Segment Start: Data to examine

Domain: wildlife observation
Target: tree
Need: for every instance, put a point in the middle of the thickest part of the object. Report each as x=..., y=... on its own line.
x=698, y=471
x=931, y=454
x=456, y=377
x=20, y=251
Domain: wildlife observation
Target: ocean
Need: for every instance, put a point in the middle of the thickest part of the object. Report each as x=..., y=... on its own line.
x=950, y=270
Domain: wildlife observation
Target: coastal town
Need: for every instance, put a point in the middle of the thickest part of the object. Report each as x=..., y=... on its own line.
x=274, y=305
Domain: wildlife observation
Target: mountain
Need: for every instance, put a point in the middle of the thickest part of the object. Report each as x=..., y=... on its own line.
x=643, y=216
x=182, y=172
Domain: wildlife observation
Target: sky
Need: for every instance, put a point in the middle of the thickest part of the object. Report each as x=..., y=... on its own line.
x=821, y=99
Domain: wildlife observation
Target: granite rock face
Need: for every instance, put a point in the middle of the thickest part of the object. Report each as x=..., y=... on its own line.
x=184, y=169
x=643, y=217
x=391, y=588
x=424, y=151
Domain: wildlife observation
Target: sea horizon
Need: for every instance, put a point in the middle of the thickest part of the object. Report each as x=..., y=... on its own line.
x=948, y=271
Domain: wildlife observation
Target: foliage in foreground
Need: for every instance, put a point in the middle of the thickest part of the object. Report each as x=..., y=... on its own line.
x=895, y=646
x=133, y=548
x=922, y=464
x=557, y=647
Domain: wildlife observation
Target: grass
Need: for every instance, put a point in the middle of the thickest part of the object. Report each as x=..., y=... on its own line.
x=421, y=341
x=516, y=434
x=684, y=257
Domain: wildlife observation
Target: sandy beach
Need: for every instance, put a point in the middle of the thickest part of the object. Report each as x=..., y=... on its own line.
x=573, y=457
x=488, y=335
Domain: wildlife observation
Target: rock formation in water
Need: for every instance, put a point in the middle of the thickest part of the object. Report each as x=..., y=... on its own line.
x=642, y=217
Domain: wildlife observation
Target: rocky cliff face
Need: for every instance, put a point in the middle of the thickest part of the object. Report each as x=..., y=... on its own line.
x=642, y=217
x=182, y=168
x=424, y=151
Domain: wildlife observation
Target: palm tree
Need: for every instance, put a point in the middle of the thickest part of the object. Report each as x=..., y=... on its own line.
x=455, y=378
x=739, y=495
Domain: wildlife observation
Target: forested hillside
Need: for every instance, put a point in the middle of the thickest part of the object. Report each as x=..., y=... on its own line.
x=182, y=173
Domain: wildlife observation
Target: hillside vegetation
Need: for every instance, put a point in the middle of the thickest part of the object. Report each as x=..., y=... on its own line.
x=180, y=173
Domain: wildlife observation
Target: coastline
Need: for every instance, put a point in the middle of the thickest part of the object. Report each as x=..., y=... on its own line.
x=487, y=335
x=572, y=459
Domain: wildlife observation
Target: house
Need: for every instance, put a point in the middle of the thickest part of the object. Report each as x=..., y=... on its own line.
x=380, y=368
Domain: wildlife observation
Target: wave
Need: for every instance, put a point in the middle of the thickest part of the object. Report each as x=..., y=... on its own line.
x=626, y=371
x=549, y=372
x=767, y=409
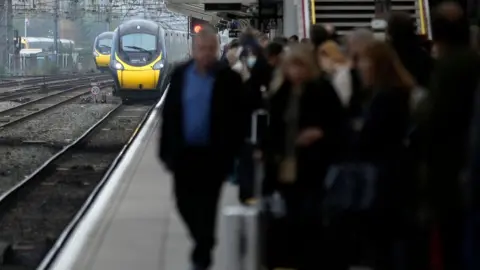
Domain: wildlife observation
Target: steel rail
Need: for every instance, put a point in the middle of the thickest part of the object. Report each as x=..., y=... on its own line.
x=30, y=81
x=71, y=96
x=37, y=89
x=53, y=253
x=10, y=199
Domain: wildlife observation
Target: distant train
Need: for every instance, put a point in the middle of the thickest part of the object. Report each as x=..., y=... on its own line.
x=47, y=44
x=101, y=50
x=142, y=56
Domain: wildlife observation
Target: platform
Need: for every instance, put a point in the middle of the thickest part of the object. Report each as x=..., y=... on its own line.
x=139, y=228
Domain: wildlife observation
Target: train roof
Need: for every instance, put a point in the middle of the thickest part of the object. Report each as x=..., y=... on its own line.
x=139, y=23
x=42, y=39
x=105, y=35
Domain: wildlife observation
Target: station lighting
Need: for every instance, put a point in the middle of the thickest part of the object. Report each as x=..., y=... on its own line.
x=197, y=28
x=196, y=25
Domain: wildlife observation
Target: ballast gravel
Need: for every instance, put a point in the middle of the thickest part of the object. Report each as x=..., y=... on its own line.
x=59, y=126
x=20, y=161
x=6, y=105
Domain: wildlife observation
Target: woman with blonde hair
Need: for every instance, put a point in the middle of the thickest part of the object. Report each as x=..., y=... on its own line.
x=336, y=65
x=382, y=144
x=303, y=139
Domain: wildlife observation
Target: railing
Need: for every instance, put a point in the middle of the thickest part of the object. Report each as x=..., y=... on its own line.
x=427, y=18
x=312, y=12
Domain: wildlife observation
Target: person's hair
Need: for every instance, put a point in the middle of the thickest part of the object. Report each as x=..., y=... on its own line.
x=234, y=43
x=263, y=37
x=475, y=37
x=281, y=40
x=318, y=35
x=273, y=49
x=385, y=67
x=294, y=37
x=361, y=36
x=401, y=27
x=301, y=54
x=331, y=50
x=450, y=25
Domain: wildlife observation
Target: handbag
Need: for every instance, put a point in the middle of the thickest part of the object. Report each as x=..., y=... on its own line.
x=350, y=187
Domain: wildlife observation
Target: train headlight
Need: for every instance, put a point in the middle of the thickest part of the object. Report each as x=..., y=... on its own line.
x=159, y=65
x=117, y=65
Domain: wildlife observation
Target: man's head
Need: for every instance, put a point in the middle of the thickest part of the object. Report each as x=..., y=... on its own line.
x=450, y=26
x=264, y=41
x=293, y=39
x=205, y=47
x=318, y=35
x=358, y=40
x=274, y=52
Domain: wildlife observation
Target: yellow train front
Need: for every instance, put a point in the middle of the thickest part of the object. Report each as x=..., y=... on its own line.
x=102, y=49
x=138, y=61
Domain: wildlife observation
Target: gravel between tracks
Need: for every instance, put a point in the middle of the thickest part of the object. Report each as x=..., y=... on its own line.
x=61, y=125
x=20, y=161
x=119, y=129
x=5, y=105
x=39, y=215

Segment End: Data to examine
Segment Start: Data to examine

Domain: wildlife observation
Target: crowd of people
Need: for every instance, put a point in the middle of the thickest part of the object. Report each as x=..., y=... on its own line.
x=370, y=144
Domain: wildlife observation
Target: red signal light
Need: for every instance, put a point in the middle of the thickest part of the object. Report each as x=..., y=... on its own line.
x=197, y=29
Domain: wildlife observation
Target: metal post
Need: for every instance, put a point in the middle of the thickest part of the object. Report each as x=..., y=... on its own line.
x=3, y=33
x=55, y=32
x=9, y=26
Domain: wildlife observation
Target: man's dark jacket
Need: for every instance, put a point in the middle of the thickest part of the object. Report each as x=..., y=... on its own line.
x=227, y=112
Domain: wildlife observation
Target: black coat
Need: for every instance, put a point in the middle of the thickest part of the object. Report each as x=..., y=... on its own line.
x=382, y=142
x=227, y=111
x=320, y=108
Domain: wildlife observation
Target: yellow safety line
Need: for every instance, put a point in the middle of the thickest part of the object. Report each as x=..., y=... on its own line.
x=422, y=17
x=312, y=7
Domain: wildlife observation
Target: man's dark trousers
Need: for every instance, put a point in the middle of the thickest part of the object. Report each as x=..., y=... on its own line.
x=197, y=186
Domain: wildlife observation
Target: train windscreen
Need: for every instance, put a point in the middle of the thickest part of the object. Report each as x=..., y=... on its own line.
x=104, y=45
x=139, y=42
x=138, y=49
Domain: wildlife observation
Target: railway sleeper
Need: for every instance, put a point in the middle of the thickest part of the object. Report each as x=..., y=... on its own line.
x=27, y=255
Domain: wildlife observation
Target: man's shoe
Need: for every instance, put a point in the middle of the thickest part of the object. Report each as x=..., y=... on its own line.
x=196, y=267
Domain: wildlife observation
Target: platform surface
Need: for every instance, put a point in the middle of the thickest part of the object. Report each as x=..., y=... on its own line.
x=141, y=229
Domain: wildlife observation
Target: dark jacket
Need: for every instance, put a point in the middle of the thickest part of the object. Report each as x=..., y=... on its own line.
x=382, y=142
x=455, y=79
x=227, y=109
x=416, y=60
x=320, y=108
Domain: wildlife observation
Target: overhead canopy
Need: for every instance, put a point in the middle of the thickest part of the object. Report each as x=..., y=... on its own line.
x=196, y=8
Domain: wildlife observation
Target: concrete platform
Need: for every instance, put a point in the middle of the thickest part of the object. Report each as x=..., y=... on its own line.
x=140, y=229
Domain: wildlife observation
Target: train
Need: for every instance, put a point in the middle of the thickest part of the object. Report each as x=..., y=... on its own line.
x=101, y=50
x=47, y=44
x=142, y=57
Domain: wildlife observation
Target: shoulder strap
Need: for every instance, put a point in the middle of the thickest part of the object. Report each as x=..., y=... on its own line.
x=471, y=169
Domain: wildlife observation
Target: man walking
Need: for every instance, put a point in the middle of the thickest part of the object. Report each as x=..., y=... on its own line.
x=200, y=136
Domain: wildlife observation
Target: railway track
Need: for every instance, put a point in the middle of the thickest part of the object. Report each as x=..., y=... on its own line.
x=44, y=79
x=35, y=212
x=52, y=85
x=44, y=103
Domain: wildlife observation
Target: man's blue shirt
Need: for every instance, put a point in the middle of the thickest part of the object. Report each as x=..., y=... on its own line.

Segment End: Data to examine

Problem to solve:
Every line containing the string "hillside" is required; copy each such line from the data.

Solution below:
Target: forested hillside
Target: hillside vegetation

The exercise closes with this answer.